◆ **WHAT YOU ARE ASKED TO DO**: Recast every line of all the items below as a Markdown table with two columns, Row (the row number) and Line (the line itself). Leave out blank lines.

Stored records
-.-.-
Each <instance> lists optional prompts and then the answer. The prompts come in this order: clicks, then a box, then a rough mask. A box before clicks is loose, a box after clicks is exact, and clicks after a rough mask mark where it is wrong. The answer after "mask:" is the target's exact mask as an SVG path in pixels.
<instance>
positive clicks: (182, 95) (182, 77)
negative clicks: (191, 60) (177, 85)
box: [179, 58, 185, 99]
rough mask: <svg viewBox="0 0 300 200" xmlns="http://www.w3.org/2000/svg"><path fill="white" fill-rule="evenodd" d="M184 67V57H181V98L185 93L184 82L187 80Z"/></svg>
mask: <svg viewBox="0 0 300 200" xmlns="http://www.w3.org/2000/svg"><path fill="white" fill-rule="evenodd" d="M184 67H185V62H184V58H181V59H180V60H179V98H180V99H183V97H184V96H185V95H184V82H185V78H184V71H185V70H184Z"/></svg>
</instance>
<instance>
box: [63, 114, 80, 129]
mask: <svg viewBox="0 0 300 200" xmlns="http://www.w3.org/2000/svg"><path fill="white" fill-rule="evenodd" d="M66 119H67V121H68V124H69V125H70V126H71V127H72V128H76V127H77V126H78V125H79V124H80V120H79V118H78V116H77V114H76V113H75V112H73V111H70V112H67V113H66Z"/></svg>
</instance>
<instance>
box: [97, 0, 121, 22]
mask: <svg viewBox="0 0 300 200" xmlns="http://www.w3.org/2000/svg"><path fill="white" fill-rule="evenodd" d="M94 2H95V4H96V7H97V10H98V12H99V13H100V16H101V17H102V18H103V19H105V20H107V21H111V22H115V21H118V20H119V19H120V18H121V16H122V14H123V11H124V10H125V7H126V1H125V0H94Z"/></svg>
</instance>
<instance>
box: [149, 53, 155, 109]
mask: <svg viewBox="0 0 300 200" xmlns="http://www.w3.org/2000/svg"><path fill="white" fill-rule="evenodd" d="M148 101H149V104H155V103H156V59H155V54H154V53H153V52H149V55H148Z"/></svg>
-.-.-
◆ **EXERCISE RESPONSE**:
| Row | Line |
|---|---|
| 1 | Each <instance> lists optional prompts and then the answer. The prompts come in this order: clicks, then a box, then a rough mask. A box before clicks is loose, a box after clicks is exact, and clicks after a rough mask mark where it is wrong. The answer after "mask:" is the target's exact mask as an SVG path in pixels. |
| 2 | <instance> |
| 3 | positive clicks: (182, 95) (182, 77) |
| 4 | negative clicks: (191, 60) (177, 85) |
| 5 | box: [179, 58, 185, 99] |
| 6 | rough mask: <svg viewBox="0 0 300 200" xmlns="http://www.w3.org/2000/svg"><path fill="white" fill-rule="evenodd" d="M184 67V57H181V98L185 93L184 82L187 80Z"/></svg> |
| 7 | mask: <svg viewBox="0 0 300 200" xmlns="http://www.w3.org/2000/svg"><path fill="white" fill-rule="evenodd" d="M184 67H185V62H184V58H181V59H180V60H179V98H180V99H183V97H184V96H185V95H184V82H185V78H184V71H185V70H184Z"/></svg> |
| 8 | </instance> |
| 9 | <instance> |
| 10 | box: [63, 114, 80, 129] |
| 11 | mask: <svg viewBox="0 0 300 200" xmlns="http://www.w3.org/2000/svg"><path fill="white" fill-rule="evenodd" d="M66 119H67V121H68V124H69V125H70V126H71V127H72V128H76V127H77V126H78V125H79V124H80V120H79V118H78V116H77V114H76V113H75V112H73V111H70V112H67V113H66Z"/></svg> |
| 12 | </instance> |
| 13 | <instance> |
| 14 | box: [97, 0, 121, 22] |
| 15 | mask: <svg viewBox="0 0 300 200" xmlns="http://www.w3.org/2000/svg"><path fill="white" fill-rule="evenodd" d="M94 2H95V4H96V7H97V10H98V12H99V13H100V16H101V17H102V18H103V19H105V20H107V21H111V22H115V21H118V20H119V19H120V18H121V16H122V14H123V11H124V10H125V7H126V1H125V0H94Z"/></svg> |
| 16 | </instance> |
| 17 | <instance> |
| 18 | box: [149, 53, 155, 109] |
| 19 | mask: <svg viewBox="0 0 300 200" xmlns="http://www.w3.org/2000/svg"><path fill="white" fill-rule="evenodd" d="M148 101H149V104H155V103H156V59H155V54H154V53H153V52H149V55H148Z"/></svg> |